## Task description
Every line from the line containing "Target: dog's front leg" through the final line of the data is to be printed exactly; no other line is to appear.

## Data listing
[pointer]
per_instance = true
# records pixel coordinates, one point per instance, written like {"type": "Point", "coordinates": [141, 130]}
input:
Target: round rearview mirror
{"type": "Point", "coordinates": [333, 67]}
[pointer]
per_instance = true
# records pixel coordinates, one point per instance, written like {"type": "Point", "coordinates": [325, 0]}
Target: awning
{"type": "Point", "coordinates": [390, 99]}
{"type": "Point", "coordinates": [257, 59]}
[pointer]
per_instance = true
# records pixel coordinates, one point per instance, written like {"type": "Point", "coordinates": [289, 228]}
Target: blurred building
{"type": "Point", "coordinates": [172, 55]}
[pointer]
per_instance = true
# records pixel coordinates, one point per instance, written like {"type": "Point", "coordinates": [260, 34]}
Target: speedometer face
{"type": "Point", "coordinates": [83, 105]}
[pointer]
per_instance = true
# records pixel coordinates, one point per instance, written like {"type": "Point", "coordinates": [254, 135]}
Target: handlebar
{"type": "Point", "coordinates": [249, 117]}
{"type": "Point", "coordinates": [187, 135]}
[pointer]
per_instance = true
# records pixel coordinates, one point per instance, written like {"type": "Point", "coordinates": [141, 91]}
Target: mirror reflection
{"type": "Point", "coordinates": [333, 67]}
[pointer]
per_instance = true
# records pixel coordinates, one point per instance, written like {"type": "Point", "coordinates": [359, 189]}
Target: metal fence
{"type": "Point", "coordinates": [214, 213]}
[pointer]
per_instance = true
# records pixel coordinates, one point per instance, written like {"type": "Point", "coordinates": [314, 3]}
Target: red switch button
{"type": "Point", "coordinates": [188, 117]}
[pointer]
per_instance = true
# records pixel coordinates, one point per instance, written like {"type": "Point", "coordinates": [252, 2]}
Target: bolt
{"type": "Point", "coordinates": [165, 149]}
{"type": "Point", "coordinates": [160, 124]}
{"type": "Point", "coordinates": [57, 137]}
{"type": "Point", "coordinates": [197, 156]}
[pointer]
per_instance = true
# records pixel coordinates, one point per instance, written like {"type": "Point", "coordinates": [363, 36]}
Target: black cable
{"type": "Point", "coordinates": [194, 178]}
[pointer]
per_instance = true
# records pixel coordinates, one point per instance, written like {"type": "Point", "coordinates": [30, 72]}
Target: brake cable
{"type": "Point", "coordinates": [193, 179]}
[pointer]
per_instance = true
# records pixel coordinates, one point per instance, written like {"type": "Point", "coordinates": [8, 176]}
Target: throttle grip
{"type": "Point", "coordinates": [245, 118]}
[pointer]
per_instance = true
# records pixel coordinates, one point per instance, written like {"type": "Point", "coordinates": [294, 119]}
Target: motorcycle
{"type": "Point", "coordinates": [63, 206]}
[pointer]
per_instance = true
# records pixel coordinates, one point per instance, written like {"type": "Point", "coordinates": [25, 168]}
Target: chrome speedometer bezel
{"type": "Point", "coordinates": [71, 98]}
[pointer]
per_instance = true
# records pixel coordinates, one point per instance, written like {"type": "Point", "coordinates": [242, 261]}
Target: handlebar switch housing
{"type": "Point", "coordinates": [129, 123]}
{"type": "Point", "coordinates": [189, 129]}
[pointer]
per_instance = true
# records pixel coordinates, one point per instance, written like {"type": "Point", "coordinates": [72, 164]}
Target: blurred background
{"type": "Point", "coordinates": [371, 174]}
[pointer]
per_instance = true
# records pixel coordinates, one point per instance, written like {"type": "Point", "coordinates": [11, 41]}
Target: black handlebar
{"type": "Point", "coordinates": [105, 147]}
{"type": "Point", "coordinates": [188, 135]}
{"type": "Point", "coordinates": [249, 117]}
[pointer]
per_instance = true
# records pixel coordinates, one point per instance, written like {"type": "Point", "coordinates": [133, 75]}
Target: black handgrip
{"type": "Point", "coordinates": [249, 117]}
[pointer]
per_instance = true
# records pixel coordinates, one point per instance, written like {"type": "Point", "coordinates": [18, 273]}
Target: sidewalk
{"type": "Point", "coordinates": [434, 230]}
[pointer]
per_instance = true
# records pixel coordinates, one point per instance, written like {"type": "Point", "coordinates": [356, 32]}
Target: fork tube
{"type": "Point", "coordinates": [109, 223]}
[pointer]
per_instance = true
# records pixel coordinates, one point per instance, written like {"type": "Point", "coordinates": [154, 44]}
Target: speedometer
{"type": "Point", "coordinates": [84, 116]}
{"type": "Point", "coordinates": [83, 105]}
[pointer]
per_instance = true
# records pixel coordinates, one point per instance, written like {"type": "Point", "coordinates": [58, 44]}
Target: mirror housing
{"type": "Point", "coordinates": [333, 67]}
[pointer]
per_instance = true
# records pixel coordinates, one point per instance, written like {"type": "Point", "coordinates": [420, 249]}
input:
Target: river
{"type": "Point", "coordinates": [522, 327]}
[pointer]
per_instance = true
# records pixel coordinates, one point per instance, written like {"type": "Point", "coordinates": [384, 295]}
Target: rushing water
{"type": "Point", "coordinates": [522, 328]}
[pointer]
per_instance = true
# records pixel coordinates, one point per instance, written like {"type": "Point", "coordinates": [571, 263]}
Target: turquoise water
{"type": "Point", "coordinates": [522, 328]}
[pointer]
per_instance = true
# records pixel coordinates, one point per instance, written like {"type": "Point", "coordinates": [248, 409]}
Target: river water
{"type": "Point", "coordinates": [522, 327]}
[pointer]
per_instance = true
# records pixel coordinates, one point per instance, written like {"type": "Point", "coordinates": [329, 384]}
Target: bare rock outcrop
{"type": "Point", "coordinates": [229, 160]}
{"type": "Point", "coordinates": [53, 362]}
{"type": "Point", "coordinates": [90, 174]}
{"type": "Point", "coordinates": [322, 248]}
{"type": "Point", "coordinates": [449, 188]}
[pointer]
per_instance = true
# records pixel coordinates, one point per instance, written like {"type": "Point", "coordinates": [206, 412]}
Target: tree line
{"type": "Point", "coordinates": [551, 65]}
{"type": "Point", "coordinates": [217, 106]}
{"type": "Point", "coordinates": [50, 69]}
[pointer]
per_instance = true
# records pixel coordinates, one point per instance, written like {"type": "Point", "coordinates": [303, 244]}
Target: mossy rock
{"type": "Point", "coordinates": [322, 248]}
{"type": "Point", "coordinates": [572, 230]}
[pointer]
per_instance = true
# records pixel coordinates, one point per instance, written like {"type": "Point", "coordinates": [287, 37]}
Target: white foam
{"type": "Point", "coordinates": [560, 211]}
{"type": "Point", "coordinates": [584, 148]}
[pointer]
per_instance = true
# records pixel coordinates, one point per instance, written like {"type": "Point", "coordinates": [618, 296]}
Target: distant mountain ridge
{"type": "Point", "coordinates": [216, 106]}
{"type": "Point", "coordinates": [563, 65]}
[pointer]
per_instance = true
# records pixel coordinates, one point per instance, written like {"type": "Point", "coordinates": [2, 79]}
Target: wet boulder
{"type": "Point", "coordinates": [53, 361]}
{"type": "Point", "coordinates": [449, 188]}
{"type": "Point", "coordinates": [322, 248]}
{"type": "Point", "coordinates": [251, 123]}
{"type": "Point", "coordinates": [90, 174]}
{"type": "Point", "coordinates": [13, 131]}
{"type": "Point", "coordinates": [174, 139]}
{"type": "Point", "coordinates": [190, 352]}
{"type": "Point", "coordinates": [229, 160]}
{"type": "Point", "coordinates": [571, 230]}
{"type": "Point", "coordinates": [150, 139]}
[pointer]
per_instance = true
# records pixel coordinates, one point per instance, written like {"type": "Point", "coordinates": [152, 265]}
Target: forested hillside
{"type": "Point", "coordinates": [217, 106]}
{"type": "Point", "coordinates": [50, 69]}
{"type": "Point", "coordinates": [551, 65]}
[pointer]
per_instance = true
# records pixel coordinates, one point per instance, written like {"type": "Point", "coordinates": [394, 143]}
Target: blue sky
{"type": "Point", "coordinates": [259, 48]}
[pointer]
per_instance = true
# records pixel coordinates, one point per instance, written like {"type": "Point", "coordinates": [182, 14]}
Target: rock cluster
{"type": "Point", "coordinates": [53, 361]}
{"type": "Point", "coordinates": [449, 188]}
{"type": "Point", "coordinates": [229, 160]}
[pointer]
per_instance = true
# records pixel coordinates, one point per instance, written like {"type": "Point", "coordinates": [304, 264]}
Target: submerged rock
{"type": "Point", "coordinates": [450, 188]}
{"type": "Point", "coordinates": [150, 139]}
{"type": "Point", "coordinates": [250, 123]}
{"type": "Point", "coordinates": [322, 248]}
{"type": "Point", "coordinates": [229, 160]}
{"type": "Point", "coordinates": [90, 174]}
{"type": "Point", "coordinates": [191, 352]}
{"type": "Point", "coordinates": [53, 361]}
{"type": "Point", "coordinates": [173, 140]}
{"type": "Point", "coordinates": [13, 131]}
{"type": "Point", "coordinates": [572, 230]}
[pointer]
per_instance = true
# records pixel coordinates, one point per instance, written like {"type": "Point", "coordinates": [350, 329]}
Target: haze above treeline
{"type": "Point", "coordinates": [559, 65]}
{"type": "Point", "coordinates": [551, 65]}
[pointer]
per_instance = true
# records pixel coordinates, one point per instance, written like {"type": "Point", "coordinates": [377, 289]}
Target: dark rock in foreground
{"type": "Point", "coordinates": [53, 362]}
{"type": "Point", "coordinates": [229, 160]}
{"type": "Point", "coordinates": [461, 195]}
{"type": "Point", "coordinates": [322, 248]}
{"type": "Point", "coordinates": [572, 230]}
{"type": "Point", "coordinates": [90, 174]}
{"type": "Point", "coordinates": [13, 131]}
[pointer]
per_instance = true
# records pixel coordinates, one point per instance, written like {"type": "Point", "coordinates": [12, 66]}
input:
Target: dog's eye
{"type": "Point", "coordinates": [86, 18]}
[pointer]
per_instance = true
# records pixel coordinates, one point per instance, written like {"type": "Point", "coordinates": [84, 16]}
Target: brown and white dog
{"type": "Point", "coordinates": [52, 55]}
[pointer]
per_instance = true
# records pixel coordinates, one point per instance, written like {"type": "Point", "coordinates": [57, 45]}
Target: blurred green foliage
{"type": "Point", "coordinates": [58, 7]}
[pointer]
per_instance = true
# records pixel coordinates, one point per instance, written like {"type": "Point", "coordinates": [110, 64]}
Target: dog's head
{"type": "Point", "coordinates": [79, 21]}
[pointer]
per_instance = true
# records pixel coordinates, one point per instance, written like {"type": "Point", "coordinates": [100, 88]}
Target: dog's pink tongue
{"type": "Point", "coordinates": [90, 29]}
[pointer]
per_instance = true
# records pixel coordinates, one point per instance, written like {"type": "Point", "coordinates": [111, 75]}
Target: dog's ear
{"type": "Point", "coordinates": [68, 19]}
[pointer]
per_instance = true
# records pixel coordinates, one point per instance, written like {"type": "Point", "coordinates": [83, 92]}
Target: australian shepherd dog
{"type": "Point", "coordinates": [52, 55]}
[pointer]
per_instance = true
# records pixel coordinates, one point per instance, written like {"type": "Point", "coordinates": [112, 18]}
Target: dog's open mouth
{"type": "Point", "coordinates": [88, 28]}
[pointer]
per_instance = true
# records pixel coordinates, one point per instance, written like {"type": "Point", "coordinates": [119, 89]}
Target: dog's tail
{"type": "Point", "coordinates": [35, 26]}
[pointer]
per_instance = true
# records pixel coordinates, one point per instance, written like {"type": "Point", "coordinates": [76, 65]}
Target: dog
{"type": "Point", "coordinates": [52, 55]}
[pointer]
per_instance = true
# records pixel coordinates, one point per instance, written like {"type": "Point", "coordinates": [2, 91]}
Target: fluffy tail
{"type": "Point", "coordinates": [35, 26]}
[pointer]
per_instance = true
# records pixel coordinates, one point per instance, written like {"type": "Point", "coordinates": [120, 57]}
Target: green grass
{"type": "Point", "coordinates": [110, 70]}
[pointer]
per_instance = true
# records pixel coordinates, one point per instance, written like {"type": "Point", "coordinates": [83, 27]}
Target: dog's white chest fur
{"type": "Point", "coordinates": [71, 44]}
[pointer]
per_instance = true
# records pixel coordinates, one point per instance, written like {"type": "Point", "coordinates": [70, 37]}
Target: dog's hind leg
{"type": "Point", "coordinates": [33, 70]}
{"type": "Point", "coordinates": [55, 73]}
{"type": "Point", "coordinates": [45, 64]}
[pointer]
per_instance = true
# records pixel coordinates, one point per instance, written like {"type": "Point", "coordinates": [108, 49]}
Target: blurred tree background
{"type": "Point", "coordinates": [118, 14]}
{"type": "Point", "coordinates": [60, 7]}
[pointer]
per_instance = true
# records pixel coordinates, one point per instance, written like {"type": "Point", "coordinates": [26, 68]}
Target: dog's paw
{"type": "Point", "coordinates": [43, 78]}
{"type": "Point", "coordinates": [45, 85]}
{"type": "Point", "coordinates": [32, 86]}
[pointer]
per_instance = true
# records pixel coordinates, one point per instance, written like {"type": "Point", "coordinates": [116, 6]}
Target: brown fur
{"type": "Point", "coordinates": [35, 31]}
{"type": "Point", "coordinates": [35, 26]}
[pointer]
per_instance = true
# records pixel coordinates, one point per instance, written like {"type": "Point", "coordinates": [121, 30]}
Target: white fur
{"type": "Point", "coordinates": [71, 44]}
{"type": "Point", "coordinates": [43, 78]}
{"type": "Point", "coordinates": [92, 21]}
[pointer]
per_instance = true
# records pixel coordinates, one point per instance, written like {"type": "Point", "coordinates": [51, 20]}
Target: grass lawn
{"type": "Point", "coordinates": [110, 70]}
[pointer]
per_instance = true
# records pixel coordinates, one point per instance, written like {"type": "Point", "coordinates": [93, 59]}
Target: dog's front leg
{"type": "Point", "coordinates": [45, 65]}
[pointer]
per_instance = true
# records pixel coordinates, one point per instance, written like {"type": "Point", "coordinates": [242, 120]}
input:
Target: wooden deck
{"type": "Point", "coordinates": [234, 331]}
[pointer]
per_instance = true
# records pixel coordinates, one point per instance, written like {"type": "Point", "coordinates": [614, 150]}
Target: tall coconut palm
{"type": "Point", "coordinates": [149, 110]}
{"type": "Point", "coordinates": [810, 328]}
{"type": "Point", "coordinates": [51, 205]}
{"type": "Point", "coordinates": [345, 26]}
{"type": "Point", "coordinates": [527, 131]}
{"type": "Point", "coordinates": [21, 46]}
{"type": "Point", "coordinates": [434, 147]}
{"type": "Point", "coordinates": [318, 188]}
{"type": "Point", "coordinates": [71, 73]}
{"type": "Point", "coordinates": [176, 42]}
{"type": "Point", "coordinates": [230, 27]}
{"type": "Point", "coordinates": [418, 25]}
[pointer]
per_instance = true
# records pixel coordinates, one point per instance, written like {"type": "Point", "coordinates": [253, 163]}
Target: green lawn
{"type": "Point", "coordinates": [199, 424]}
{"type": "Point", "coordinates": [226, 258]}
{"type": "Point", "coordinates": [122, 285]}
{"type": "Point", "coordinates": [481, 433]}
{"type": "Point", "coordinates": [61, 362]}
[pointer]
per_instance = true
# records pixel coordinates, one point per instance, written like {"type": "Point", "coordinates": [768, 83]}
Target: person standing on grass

## Response area
Target: dog's front leg
{"type": "Point", "coordinates": [45, 65]}
[pointer]
per_instance = true
# records pixel coordinates, one point per instance, written like {"type": "Point", "coordinates": [242, 120]}
input:
Target: wooden deck
{"type": "Point", "coordinates": [234, 331]}
[pointer]
per_instance = true
# records pixel coordinates, one point per instance, written like {"type": "Point", "coordinates": [614, 150]}
Target: tall coconut palm
{"type": "Point", "coordinates": [149, 110]}
{"type": "Point", "coordinates": [810, 328]}
{"type": "Point", "coordinates": [51, 205]}
{"type": "Point", "coordinates": [345, 26]}
{"type": "Point", "coordinates": [527, 131]}
{"type": "Point", "coordinates": [21, 46]}
{"type": "Point", "coordinates": [434, 147]}
{"type": "Point", "coordinates": [318, 188]}
{"type": "Point", "coordinates": [71, 73]}
{"type": "Point", "coordinates": [176, 42]}
{"type": "Point", "coordinates": [230, 27]}
{"type": "Point", "coordinates": [418, 25]}
[pointer]
per_instance = true
# records pixel coordinates, one point per instance, written like {"type": "Point", "coordinates": [253, 163]}
Target: green lawn
{"type": "Point", "coordinates": [199, 424]}
{"type": "Point", "coordinates": [226, 258]}
{"type": "Point", "coordinates": [122, 285]}
{"type": "Point", "coordinates": [481, 433]}
{"type": "Point", "coordinates": [61, 362]}
[pointer]
per_instance = true
# records pixel coordinates, one point per instance, written like {"type": "Point", "coordinates": [768, 83]}
Target: person standing on grass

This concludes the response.